Your assignment:
Reproduce each entry exactly as written.

Records provided:

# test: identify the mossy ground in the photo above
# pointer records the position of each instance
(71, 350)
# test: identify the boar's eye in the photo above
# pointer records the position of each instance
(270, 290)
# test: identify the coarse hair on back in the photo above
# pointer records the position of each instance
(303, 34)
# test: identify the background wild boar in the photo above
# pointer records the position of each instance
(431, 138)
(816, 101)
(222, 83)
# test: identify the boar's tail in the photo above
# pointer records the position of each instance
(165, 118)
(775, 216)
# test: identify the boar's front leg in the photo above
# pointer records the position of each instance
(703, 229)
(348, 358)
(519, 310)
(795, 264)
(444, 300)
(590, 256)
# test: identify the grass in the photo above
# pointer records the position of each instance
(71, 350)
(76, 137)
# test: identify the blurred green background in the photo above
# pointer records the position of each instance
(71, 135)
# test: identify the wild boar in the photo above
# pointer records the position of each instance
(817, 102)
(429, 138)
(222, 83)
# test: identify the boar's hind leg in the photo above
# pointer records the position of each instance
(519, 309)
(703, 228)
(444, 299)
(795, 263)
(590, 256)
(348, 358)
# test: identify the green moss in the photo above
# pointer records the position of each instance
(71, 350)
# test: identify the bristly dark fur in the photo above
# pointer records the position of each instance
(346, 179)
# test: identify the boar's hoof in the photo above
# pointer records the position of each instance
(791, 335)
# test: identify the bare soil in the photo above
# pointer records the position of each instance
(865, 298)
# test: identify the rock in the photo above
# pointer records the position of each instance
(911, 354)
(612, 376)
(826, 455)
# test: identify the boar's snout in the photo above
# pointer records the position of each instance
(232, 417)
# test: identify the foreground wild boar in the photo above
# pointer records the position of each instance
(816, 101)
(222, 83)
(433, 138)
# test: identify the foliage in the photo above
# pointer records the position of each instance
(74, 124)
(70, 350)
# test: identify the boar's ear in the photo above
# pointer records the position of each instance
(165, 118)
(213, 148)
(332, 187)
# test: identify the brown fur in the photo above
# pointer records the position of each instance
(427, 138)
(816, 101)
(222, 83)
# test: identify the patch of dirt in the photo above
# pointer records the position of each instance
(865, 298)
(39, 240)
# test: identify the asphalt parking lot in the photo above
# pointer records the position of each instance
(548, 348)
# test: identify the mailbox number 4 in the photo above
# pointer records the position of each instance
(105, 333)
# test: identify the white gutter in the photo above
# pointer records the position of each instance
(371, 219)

Solution to this problem:
# test: identify the mossy ground in the photo above
# pointer records the position of each instance
(71, 350)
# test: identify the boar's eye in the photo above
# pointer records the position of each instance
(270, 290)
# test: identify the coarse hair on back in the photo above
# pointer records the position of each instance
(303, 34)
# test: identify the background wild boar in the photo above
# pointer records the position of each instance
(431, 138)
(816, 101)
(222, 83)
# test: identify the boar's tail in the photo above
# pointer records the position of each instance
(165, 118)
(775, 216)
# test: identify the boar's front leg in the photo above
# pointer records the position of each instance
(703, 229)
(348, 358)
(519, 310)
(795, 264)
(444, 300)
(590, 256)
# test: identify the grass in the photo above
# pointer records the position of each instance
(71, 350)
(76, 137)
# test: identify the blurred green background in the photo above
# pointer records the position of each instance
(71, 135)
# test: identify the wild boar in the photo above
# pointer records the position of each instance
(817, 102)
(429, 138)
(222, 83)
# test: identify the boar's hind leg in the photo above
# pointer records the position of each instance
(519, 309)
(703, 228)
(444, 299)
(795, 263)
(590, 256)
(348, 358)
# test: identify the green moss in the photo above
# pointer records the position of each instance
(71, 350)
# test: identify the bristly dark fur in the photo above
# pointer records the position of each instance
(346, 179)
# test: identify the boar's hoof in the photo above
# pointer records the position of each instance
(791, 335)
# test: identify the bare soil in the photo above
# pointer records the position of each instance
(865, 298)
# test: identify the rock in the photo above
# pointer records the position of each instance
(911, 354)
(612, 376)
(826, 455)
# test: identify the boar's snout in the photo above
# pointer records the position of each instance
(232, 417)
# test: identify the foreground wild boar in the photo above
# pointer records the position of each instance
(816, 101)
(222, 83)
(433, 138)
# test: identify the foliage in the photo above
# pointer records the position of each instance
(74, 124)
(70, 350)
# test: identify the boar's ear in the photo above
# pointer records the position of each instance
(165, 118)
(213, 148)
(332, 187)
# test: identify the brown fur in the photo above
# pointer records the position of each instance
(427, 138)
(816, 101)
(222, 83)
# test: identify the patch of dirt in the photo above
# pointer records the position of each instance
(865, 298)
(39, 240)
# test: identify the asphalt parking lot in the photo above
# pointer records the position of each instance
(548, 348)
# test: identify the mailbox number 4 in the photo above
# pointer records the position of each instance
(105, 333)
# test: identify the white gutter in the photo above
# pointer records the position of each instance
(371, 219)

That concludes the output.